### Aim of the task
Continue the biography of ballet dancer Jonathan Ollivier from the point where it stops.

### Passage
##########

- Born: Jonathan Byrne Ollivier 26 April 1977 Northampton, England
- Died: 9 August 2015 (aged 38) Clerkenwell, Central London
- Occupation: Ballet dancer
- Spouse: Desiré Samaai (divorced)
- Children: 2

= Jonathan Ollivier =

British ballet dancer (1977–2015)

Jonathan Byrne Ollivier (26 April 1977 – 9 August 2015) was a British dancer.

==Biography==
Born in Northampton, he began his dance journey at The Fairweather School of Dancing before completing his study of both classical ballet and contemporary at the Rambert Ballet School. After graduating in 1996, he joined CAPAB (since renamed the Cape Town City Ballet). He became a principal before returning to England in 1999 to join Northern Ballet Theatre (now Northern Ballet) as Principal. Before leaving he married South African principal ballerina Desiré Samaai in Paarl, Cape Town. Ollivier joined the Alberta Ballet Company as a Principal dancer in 2007. Ollivier was a strong partner, fine actor and a dancer of extraordinary physical and emotional intensity.

Ollivier died on 9 August 2015 in a motorbike accident hours before he was due to perform on stage in the title role of New Adventures' The Car Man. On 11 April 2017, the car driver involved in the accident was cleared of causing death by careless driving.

##########

### Excerpted data
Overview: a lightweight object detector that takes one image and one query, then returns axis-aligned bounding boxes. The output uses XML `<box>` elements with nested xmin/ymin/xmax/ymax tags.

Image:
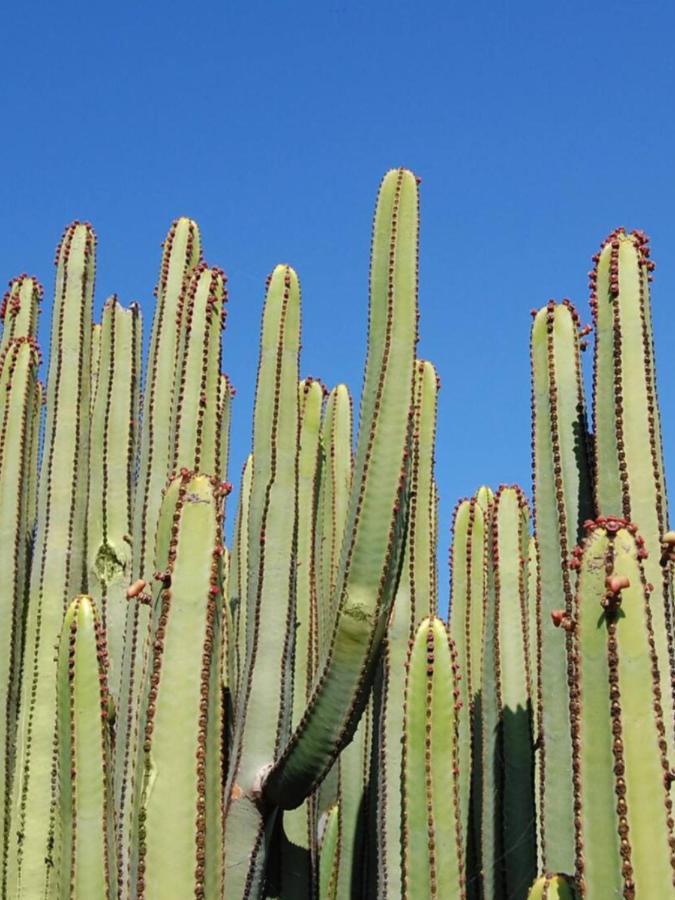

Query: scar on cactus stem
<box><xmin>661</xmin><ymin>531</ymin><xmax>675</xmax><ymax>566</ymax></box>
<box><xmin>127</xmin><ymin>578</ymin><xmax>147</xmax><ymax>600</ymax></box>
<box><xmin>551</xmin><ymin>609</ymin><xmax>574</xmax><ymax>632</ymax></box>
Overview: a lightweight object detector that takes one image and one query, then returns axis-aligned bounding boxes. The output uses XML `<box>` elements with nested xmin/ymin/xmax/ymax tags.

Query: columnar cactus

##########

### In response
A special performance - Mr Wonderful: A Celebration of Jonathan Ollivier's Life in Dance - was staged at Sadler's Wells in honour of Ollivier on 18 January 2016. The performance included extracts from The Car Man, Matthew Bourne's Swan Lake and Sleeping Beauty.
New Adventures principal dancers Richard Winsor, Sam Archer, Simon Williams and James Leece performed in the sold-out evening, which was hosted by Sir Matthew Bourne and featured over 80 performers - including many former colleagues of Ollivier. Income from the event was placed in charitable trust funds for Ollivier's two young sons.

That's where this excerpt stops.